--- What this exercise asks ---
a – In the forum thread about lifting a bicycle's front wheel, what generates the backward torque that takes weight off the front wheel at takeoff?
b – In the forum thread about lifting a bicycle's front wheel, rewrite the paragraph beginning "When you push down on a pedal" as a short bulleted list that keeps its main facts.
c – Carry on the forum thread about lifting a bicycle's front wheel, starting right after its last sentence.

--- Document section ---
※

Does that mean they push down on the handlebars while the front wheel is still grounded, throwing the body up and back, so that they can then pull up on the handlebars when the front wheel leaves the ground?

More like a small wheel stand, where they put additional torque on the rear wheel through the pedals while lifting the handlebars, to delay the front wheel falling.

 

[erobz]

More like a small wheel stand, where they put additional torque on the rear wheel through the pedals while lifting the handlebars, to delay the front wheel falling.

Usually we don't do this unless the drop landing in not developed (or underdeveloped). For instance if you are jumping from the top of a rock to a flat landing, it's a slow-moving technique. Not the set up I'm pondering.

 

[berkeman]

Usually we don't do this unless the drop landing in not developed. Like if you are jumping from the top of a rock to a flat landing, it's a slow-moving technique.

I think some videos of your riding group are needed here...

 

[haruspex]

while lifting the handlebars

I don’t get how you can do that without first pushing down on them in order to give the body the necessary posture and or angular momentum.

 

[Baluncore]

I don’t get how you can do that without first pushing down on them in order to give the body the necessary posture and or angular momentum.

I think you assume a front wheel hop from a body bounce, while holding the handlebars. I assume the front wheel lifts due to pedal pressure and acceleration.

When you push down on a pedal, you must hold the handlebars to oppose the force. The force on the pedal is applied along the ground, through the rear wheel. Since the traction force is not aligned with the higher CofM, it generates a backward torque that takes the weight off the front wheel during the initial takeoff.

※

--- Provided information ---
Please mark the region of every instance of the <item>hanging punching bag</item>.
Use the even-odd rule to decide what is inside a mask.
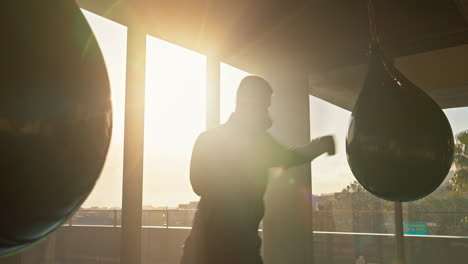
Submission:
[[[110,87],[73,0],[1,1],[0,256],[61,226],[109,147]]]
[[[454,139],[445,114],[375,46],[351,115],[346,151],[359,183],[390,201],[430,194],[452,164]]]

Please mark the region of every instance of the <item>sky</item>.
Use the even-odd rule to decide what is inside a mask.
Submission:
[[[84,11],[101,47],[112,89],[114,128],[108,157],[83,207],[120,207],[127,28]],[[191,150],[205,130],[206,57],[147,37],[143,205],[174,207],[196,201],[188,176]],[[221,122],[234,110],[236,88],[249,73],[221,63]],[[445,110],[454,133],[468,129],[468,107]],[[311,138],[335,134],[337,154],[312,163],[312,191],[341,191],[354,180],[346,161],[350,112],[310,97]]]

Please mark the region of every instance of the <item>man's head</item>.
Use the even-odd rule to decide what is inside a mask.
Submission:
[[[242,79],[237,89],[237,112],[264,112],[271,104],[273,89],[259,76],[250,75]]]

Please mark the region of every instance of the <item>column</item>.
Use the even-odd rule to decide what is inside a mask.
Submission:
[[[141,263],[146,34],[128,27],[120,263]]]
[[[216,56],[206,56],[206,129],[219,125],[220,64]]]
[[[306,72],[265,76],[274,96],[272,135],[294,146],[310,141],[309,89]],[[313,263],[310,164],[285,170],[272,179],[265,197],[263,254],[266,264]]]

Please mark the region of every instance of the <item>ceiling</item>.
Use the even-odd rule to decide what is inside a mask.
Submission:
[[[91,12],[243,70],[309,74],[351,109],[366,73],[367,0],[77,0]],[[468,0],[374,0],[387,55],[444,108],[468,105]]]

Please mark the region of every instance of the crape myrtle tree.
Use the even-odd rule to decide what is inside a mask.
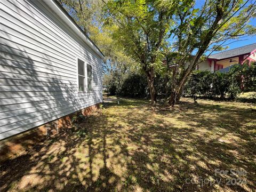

※

--- Exercise answers ---
a – The traction force applied along the ground through the rear wheel generates it, because that force is not aligned with the higher center of mass.

b –
- Pushing down on a pedal requires holding the handlebars to oppose the force.
- The pedal force is applied along the ground through the rear wheel.
- This traction force is not aligned with the higher center of mass, so it creates a backward torque.
- That torque takes the weight off the front wheel during the initial takeoff.

c –
 

[haruspex]

I assume the front wheel lifts due to pedal pressure and acceleration.

Professional cyclists achieve astonishing acceleration but don’t flip over backwards. It would seem perverse to try to do the lift entirely by pedal power when it would be so much easier to get a start using the body’s inertia. No doubt pedal power comes into play thereafter.

 

[Baluncore]

Professional cyclists achieve astonishing acceleration but don’t flip over backwards.

Flipping over backwards is totally unnecessary.

As an amateur cyclist wearing cleats, I could lift the front wheel just off the ground and accelerate away while leaning towards the handle bars. That was the maximum acceleration possible on a road bike.

 

[haruspex]

Flipping over backwards is totally unnecessary.

As an amateur cyclist wearing cleats, I could lift the front wheel just off the ground and accelerate away while leaning towards the handle bars. That was the maximum acceleration possible on a road bike.

I am not sure how to read that.
Are you saying that when accelerating as fast as you could you could not prevent the front wheel rising, and that limited how fast you could go, for fear of flipping backwards? Or that you deliberately raised the front wheel a little because that reduced the rolling resistance and so permitted greater acceleration?
Or something else?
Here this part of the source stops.